» **WHAT THIS TASK INVOLVES**: Quote the records below verbatim, starting at the line containing "hull, one per animal or object that matches." and ending at the last line of the records, both ends included.

◇ ◇ ◇ ◇

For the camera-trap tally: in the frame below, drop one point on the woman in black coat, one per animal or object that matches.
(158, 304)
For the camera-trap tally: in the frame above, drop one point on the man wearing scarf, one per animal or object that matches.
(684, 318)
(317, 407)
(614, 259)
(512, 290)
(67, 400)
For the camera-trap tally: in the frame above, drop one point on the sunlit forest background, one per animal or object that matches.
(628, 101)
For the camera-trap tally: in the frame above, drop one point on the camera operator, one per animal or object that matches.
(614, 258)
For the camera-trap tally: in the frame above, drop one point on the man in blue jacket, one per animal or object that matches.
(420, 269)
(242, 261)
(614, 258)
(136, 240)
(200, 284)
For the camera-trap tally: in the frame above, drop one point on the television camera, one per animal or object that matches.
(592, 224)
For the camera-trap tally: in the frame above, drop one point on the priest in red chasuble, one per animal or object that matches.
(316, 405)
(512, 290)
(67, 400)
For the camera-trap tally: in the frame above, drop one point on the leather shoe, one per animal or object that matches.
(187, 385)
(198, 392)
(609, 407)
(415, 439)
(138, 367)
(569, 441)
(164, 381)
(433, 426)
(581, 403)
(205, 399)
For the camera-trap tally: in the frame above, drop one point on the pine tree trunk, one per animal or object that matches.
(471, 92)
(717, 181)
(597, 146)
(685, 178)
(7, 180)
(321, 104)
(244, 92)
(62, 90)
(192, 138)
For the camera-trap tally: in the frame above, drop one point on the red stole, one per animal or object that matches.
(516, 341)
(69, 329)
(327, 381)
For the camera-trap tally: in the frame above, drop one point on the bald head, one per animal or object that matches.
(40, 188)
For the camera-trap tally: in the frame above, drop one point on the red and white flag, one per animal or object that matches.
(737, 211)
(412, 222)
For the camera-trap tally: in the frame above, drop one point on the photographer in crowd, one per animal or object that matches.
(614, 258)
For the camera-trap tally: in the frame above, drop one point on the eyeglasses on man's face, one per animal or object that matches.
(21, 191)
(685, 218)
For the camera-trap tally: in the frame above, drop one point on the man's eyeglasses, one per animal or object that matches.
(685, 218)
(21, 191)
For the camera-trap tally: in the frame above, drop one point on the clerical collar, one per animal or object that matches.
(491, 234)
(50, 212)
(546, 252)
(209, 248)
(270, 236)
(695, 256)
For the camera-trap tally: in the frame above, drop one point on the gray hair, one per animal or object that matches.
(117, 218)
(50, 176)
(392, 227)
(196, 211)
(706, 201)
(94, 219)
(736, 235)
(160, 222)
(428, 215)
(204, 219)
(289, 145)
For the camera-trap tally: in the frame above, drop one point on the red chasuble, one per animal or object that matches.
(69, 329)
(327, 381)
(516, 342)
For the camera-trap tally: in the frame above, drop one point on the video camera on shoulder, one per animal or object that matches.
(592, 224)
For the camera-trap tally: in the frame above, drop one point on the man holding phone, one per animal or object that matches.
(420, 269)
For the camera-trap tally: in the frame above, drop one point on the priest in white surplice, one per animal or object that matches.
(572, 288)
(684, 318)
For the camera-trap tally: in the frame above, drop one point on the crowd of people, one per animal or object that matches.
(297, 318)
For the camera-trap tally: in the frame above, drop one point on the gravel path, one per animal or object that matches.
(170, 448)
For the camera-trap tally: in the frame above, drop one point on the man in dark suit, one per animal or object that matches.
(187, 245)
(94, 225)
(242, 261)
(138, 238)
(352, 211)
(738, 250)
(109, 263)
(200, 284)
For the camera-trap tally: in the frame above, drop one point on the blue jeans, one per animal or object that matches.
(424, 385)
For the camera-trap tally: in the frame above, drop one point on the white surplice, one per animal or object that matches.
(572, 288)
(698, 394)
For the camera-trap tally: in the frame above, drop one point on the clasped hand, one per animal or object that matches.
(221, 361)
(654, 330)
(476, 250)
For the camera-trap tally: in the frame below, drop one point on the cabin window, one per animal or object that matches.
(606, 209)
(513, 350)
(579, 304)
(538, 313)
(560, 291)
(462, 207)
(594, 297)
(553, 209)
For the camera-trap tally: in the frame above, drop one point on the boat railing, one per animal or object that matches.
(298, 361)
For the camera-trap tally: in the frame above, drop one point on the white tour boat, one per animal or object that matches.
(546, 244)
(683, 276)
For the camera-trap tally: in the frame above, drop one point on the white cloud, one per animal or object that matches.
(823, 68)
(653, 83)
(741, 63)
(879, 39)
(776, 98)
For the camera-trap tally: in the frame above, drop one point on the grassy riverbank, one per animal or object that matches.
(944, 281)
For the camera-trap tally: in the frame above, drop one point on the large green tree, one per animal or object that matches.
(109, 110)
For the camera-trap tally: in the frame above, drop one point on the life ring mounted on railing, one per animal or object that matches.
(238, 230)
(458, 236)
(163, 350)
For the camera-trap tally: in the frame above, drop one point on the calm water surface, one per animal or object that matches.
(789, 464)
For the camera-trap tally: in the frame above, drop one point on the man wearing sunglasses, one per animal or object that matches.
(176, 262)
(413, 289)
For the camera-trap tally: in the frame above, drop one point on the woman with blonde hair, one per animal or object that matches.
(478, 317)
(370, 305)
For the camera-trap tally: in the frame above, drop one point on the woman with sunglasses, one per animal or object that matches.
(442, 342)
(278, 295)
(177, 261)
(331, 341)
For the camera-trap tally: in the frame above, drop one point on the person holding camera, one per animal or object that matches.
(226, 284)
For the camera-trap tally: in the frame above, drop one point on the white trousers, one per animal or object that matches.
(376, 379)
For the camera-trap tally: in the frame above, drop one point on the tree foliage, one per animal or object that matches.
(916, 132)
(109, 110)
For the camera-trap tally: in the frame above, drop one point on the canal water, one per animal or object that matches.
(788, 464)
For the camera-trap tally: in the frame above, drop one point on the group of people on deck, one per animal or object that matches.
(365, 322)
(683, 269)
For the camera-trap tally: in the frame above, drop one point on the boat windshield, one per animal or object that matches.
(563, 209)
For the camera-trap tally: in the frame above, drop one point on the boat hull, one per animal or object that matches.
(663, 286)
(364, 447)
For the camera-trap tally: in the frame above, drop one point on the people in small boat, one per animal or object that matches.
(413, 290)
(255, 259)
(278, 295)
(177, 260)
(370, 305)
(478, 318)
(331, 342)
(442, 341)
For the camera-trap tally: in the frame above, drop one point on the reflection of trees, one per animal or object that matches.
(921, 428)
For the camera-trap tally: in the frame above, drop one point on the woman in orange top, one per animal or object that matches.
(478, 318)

◇ ◇ ◇ ◇

» **CORRECT RESULT**:
For the camera-trap tally: in the frame above, drop one point on the boat hull, one per animal or object that matches.
(663, 286)
(364, 447)
For the camera-trap tally: in the frame above, drop one point on the people in small boat, one per animal or object that matches.
(413, 290)
(255, 259)
(278, 295)
(177, 260)
(370, 305)
(478, 318)
(331, 342)
(442, 341)
For the camera-trap tally: in the frame above, drop one point on the reflection of trees, one per animal or object that matches.
(921, 428)
For the camera-trap tally: in the frame above, drop one point on the woman in orange top, one per animal or object that matches.
(478, 318)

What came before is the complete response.